:: WORK TO BE COMPLETED ::
Exactly as they stand, set down the following records once more.

*** Block opens ***

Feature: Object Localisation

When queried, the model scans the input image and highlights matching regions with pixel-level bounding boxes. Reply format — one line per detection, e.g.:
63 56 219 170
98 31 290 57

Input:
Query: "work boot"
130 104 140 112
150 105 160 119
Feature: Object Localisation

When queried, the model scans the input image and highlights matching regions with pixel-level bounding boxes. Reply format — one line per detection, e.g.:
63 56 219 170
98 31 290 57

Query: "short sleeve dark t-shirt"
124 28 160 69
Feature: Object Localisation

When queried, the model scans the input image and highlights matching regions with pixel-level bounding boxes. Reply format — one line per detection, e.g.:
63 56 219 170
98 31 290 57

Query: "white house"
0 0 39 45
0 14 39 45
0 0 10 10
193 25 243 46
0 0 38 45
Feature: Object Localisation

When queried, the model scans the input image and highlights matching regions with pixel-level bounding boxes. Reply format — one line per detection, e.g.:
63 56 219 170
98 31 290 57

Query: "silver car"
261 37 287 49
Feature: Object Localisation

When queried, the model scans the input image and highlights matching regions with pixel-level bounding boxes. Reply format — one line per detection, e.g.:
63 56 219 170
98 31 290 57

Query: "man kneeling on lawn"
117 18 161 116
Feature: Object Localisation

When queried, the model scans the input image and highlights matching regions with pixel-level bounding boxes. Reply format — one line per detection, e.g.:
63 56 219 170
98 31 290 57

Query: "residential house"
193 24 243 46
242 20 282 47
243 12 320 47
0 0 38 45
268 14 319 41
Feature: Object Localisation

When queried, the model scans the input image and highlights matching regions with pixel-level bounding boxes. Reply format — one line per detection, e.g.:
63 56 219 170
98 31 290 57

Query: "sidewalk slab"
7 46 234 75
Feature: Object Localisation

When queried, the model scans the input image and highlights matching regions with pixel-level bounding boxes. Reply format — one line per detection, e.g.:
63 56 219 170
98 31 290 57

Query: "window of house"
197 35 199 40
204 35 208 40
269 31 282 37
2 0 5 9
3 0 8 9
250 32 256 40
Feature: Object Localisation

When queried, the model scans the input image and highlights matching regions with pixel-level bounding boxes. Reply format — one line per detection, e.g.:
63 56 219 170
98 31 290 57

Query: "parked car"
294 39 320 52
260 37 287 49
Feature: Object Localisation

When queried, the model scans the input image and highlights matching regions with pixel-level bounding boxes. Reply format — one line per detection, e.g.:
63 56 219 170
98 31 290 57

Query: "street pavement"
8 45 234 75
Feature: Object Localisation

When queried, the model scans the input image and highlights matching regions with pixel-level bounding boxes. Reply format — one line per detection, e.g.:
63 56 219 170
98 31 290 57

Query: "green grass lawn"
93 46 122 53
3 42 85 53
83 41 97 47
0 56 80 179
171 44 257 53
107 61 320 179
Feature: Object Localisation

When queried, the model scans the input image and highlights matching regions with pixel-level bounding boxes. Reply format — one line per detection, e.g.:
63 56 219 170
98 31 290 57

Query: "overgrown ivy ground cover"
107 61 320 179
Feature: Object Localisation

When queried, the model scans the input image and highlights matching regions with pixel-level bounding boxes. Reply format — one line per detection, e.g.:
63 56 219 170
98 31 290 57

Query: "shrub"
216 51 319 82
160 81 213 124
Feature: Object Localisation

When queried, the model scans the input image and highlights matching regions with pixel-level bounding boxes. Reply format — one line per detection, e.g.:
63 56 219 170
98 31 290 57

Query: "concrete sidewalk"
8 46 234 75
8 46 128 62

*** Block closes ***

:: YOUR SOLUTION ::
Feature: Object Localisation

When queried, the model scans the input image and highlights matching regions with pixel-level bounding boxes. Reply format — one line per detection, e.g.:
63 56 219 170
98 31 290 57

Input:
Query: "work boot"
130 104 140 112
150 105 160 119
Feature: Object Localisation

When queried, the model scans the input image and highlights matching regions with pixel-level bounding boxes. Reply format — one line per detection, e.g.:
63 56 219 170
98 31 290 57

Query: "short sleeve dark t-shirt"
124 28 160 69
Feature: Object Localisation

When queried, the model scans the input image and highlights matching regions with pixel-level bounding boxes. Reply format — one line per detection, e.g.:
63 56 219 170
98 31 290 57

Query: "white house"
0 0 39 45
0 14 39 45
0 0 10 10
193 25 243 46
0 0 38 45
Feature: Object Localisation

When queried, the model scans the input image and highlights matching regions with pixel-level bounding boxes. Reply format — one line per detection, e.g.:
63 56 219 170
98 31 290 57

Query: "silver car"
261 37 287 49
Feature: Object Localisation

When queried, the model scans the input image and highlights matching regions with pixel-level bounding boxes. Reply format — one line per detection, e.g.:
63 56 219 170
98 31 290 57

Query: "man kneeling on lawn"
117 18 161 116
Feature: Object Localisation

When queried, the model scans the input image and highlights matching regions with pixel-level bounding boxes. Reply format — one line per detection, e.g.:
63 56 219 170
98 31 290 57

Query: "residential house"
193 24 243 46
242 20 282 47
243 12 320 47
0 0 38 45
268 14 319 41
Feature: Object Localisation

When queried, the model scans the input image and highlights matching regions with pixel-level bounding boxes. Reply format — one line per detection, e.g.:
63 56 219 170
98 31 290 57

Query: "sidewalk slab"
7 46 234 75
Feature: Object Localisation

When queried, the model scans the input image and highlights matching regions with pixel-level bounding boxes. Reply format — one line per detection, e.g.:
63 56 219 170
98 31 290 57

Query: "window of house"
197 35 199 40
204 35 208 40
269 31 282 37
2 0 5 9
3 0 8 9
250 32 256 40
Feature: Object Localisation

When queried, the model scans the input image and highlights matching regions with pixel-level bounding boxes. Reply format — one line per detection, e.g.:
63 56 219 170
98 31 290 57

Query: "parked car"
294 39 320 52
260 37 287 49
Feature: Object Localisation

When queried, the model scans the input image and highlights matching regions with pixel-level bounding boxes. Reply format — one line per detection, e.g.:
63 56 219 170
98 31 290 57

Query: "street pavement"
8 45 234 75
Feature: Object Localisation

When queried, the model scans the input image and highlights matching regions with pixel-level bounding boxes. Reply format — one line per detection, e.g.:
63 56 219 170
98 31 290 57

Query: "green grass lawn"
93 46 122 53
3 42 85 53
83 41 97 47
0 56 80 179
171 44 257 53
107 61 320 179
Feature: Object Localisation

When queried, the model scans the input image and highlights matching regions with pixel-level bounding boxes. Reply format — one line per detection, e.g.:
63 56 219 170
98 31 290 57

Query: "overgrown ivy ground cover"
107 61 320 179
Feature: Object Localisation

When queried, the model scans the input image and highlights matching regions with pixel-level bounding boxes. Reply format — one line per detection, e.g.:
63 56 219 170
98 31 290 57

Query: "shrub"
216 51 319 82
160 81 213 124
Feature: Object Localisation

When queried, the model scans the input image and highlights matching regions with pixel-level bounding boxes. Reply format — one line per detection, e.g.:
63 56 219 170
98 31 290 57

Query: "concrete sidewalk"
8 46 234 75
8 46 128 62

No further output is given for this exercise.